## TEXT SHOWN

PI Alerting on AAE/AEX

Former Member · ‎03-27-2013

The new component-based message alerting for PI, available with release 731 (http://help.sap.com/saphelp_nw73ehp1/helpdata/en/2c/f0a3d4540c4c9a9af65139801ef826/content.htm) is eliminating dependency to ABAP PI stack and allows to benefit from alerting on pure JAVA PI installations, like AEX. Even more, by starting a dedicated java scheduler job on your AEX you are in position to immediately receive emails for erroneous situation almost out of the box. The older alerting solution is completely based on PI Integration Server(http://help.sap.com/saphelp_nw73ehp1/helpdata/en/4b/b30db925cc3c1de10000000a42189b/content.htm?frame...).

The new solution is decomposing alert evaluation to each PI component, where a local alert engine is generating alerts based on rules maintained and distributed from PI Directory. Local alert engine is then keeping the alerts in a dedicated storage until some consumer (Alert Inbox solution) process them.

I will briefly cover some aspects of component-based message alerting, accenting on its JAVA side.

Alert store

Local alert stores are actually defined during configuration time, inside alert rules. Any consumer in an alert rule will result in local alert store, once the rule is distributed to corresponding PI component, during activation and standard PI cache refresh procedure (alert rule is configuration object in PI directory). If alert rule is enabled, then it is distrubuted to local CPA cache of components selected in alert rule. Its now accessible from local alert engine during evaluation of alerts in case of erroneous events coming from PI runtime.

Local alert stores are created dynamically during runtime by local alert engine, with the first alert evaluated for particular consumer. On AAE/AEX, the alert store is JMS queue. Each alert is actually a JMS text message, which text content is encoded to JSON format (alert payload) and instrumented with custom JMS header fields for error label, component, rule ID and scenario ID. The latter allows for fast access (browse or consume) of alerts for example by particular error label or component, ignoring natural queue order with the usage of JMS selector.

Any JMS destination (including alert queues), could be accessed remotely via P4 by standard JMS API. There is also WS on each AAE/AEX for consuming alerts - http://host:port/AlertRetrieveAPI_Service/AlertRetrieveAPIImplBean?wsdl.

## SUPPLIED RECORDS

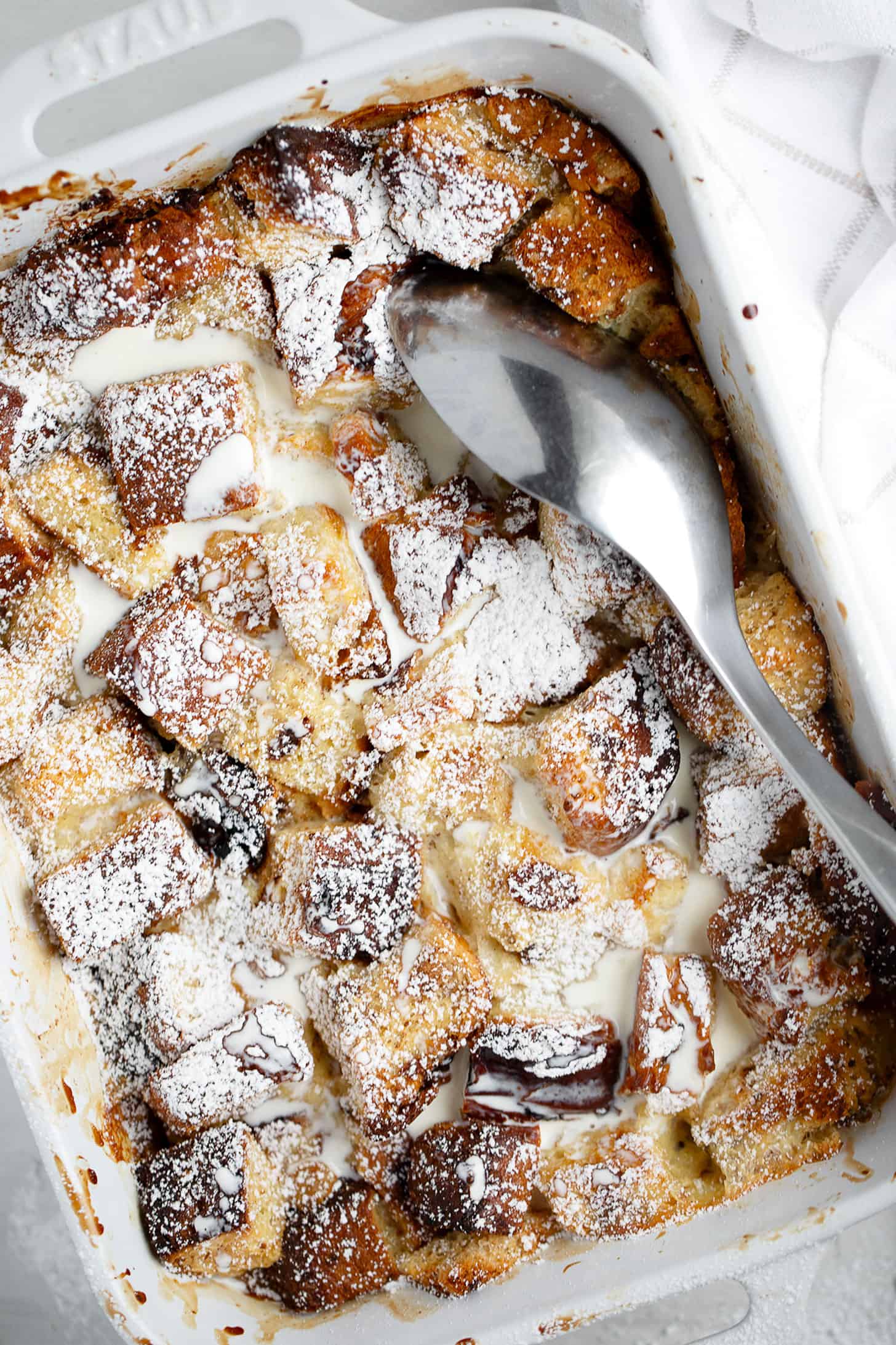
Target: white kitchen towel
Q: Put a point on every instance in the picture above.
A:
(801, 121)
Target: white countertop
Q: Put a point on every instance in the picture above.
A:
(45, 1298)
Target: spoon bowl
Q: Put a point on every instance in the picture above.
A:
(575, 417)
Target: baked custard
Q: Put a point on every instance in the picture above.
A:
(427, 893)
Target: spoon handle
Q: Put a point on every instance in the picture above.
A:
(868, 842)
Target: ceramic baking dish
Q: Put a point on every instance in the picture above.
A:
(350, 57)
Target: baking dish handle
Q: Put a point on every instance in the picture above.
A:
(779, 1296)
(110, 47)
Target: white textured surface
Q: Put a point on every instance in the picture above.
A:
(44, 1295)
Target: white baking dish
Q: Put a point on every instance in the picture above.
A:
(45, 1039)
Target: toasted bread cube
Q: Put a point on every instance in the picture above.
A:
(423, 695)
(748, 814)
(114, 271)
(459, 1263)
(239, 300)
(179, 666)
(342, 892)
(543, 1067)
(74, 765)
(226, 806)
(25, 700)
(452, 190)
(210, 1204)
(785, 642)
(230, 1071)
(11, 407)
(781, 957)
(295, 189)
(394, 1024)
(473, 1176)
(147, 868)
(333, 1253)
(232, 580)
(778, 1109)
(423, 551)
(588, 572)
(303, 738)
(185, 989)
(609, 759)
(582, 151)
(39, 404)
(384, 470)
(182, 445)
(25, 554)
(588, 257)
(670, 1050)
(369, 367)
(322, 595)
(615, 1183)
(551, 908)
(73, 494)
(846, 899)
(294, 1151)
(449, 776)
(308, 303)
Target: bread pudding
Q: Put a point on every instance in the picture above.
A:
(427, 893)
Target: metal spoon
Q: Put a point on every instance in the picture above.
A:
(575, 417)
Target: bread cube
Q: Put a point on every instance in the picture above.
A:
(424, 693)
(454, 190)
(609, 759)
(846, 899)
(179, 666)
(74, 497)
(210, 1204)
(121, 883)
(230, 1071)
(25, 554)
(588, 572)
(449, 776)
(322, 596)
(473, 1176)
(748, 813)
(39, 404)
(342, 892)
(226, 806)
(670, 1050)
(239, 299)
(582, 151)
(185, 989)
(550, 1068)
(393, 1025)
(785, 642)
(74, 765)
(182, 445)
(778, 1109)
(369, 367)
(588, 257)
(781, 957)
(611, 1184)
(333, 1253)
(303, 738)
(294, 1151)
(297, 190)
(232, 580)
(384, 470)
(423, 549)
(459, 1263)
(113, 271)
(554, 909)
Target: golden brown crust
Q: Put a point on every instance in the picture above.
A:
(333, 1251)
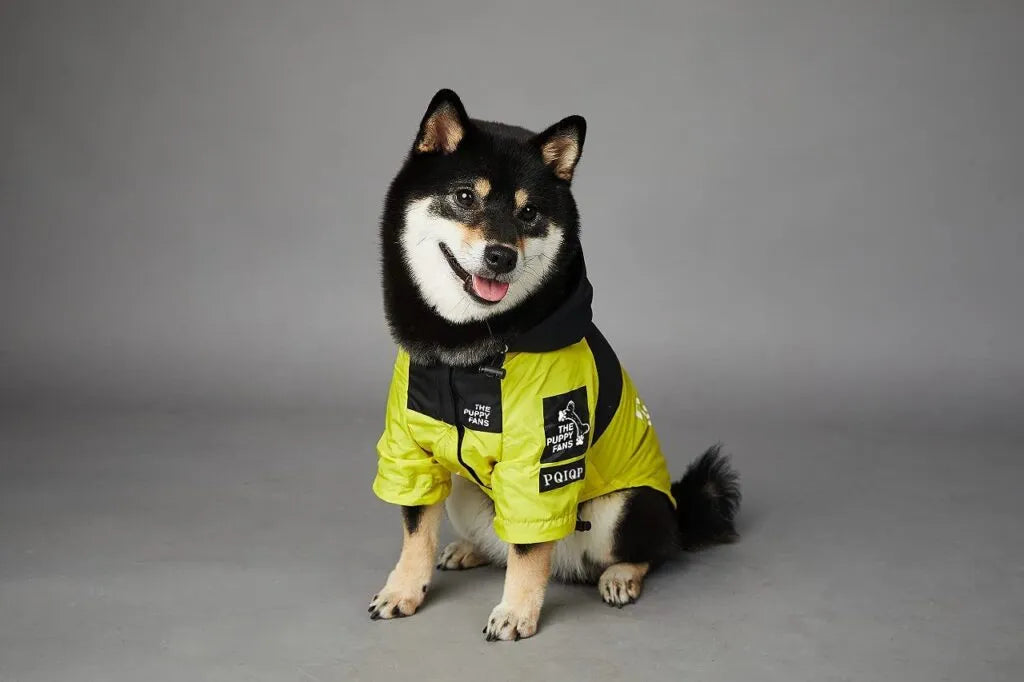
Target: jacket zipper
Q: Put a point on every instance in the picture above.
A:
(460, 429)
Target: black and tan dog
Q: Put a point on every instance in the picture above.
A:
(507, 402)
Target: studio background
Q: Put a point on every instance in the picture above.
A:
(803, 221)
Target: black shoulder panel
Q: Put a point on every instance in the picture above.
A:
(461, 396)
(430, 391)
(609, 378)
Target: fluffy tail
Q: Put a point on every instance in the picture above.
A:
(708, 498)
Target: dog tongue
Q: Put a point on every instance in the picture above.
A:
(489, 290)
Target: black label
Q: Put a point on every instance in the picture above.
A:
(552, 478)
(566, 425)
(478, 400)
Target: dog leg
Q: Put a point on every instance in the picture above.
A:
(407, 586)
(461, 555)
(525, 581)
(621, 584)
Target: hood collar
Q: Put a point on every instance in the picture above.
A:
(565, 326)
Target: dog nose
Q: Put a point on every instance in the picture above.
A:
(500, 258)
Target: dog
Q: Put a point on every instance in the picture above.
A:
(507, 406)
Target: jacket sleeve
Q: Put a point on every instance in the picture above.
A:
(406, 473)
(538, 482)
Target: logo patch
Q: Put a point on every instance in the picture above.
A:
(554, 477)
(478, 401)
(566, 426)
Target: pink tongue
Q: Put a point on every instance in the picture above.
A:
(489, 290)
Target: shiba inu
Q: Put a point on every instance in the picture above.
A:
(507, 406)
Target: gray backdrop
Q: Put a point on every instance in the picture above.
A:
(792, 207)
(803, 220)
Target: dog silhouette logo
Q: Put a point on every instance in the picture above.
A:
(566, 425)
(581, 427)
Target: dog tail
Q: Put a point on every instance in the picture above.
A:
(708, 498)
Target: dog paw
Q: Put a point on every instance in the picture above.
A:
(620, 585)
(396, 602)
(510, 624)
(460, 555)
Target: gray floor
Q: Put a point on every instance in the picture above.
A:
(244, 547)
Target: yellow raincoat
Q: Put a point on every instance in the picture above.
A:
(563, 426)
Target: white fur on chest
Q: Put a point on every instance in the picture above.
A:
(576, 557)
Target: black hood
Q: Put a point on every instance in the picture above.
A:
(566, 325)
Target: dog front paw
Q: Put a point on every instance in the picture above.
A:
(396, 601)
(511, 624)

## WHAT TO WORK ON
[1] In the PI alerting text, what serves as the alert store on AAE/AEX?
[2] Rewrite the rows from the line containing "Target: dog tail" through the last row, swapping "gray floor" for "stone floor". Give only that part.

## THE RESPONSES
[1] A JMS queue.

[2]
Target: dog tail
Q: Put a point on every instance in the picture above.
A:
(708, 498)
Target: dog paw
Q: Put a point on every instance in the picture above.
A:
(620, 585)
(396, 602)
(510, 624)
(460, 555)
Target: stone floor
Q: Put a point on every instance in the picture above.
A:
(244, 547)
Target: yellow raincoat
Q: Put a point on every instance in the picture above.
A:
(563, 426)
Target: white fur on chest
Q: Put a point on every instance in the picture above.
A:
(576, 557)
Target: black hood
Q: Put a point on every instance in the picture above.
A:
(566, 325)
Target: dog front paw
Q: Put a point on every instance in the picture above.
A:
(396, 601)
(511, 624)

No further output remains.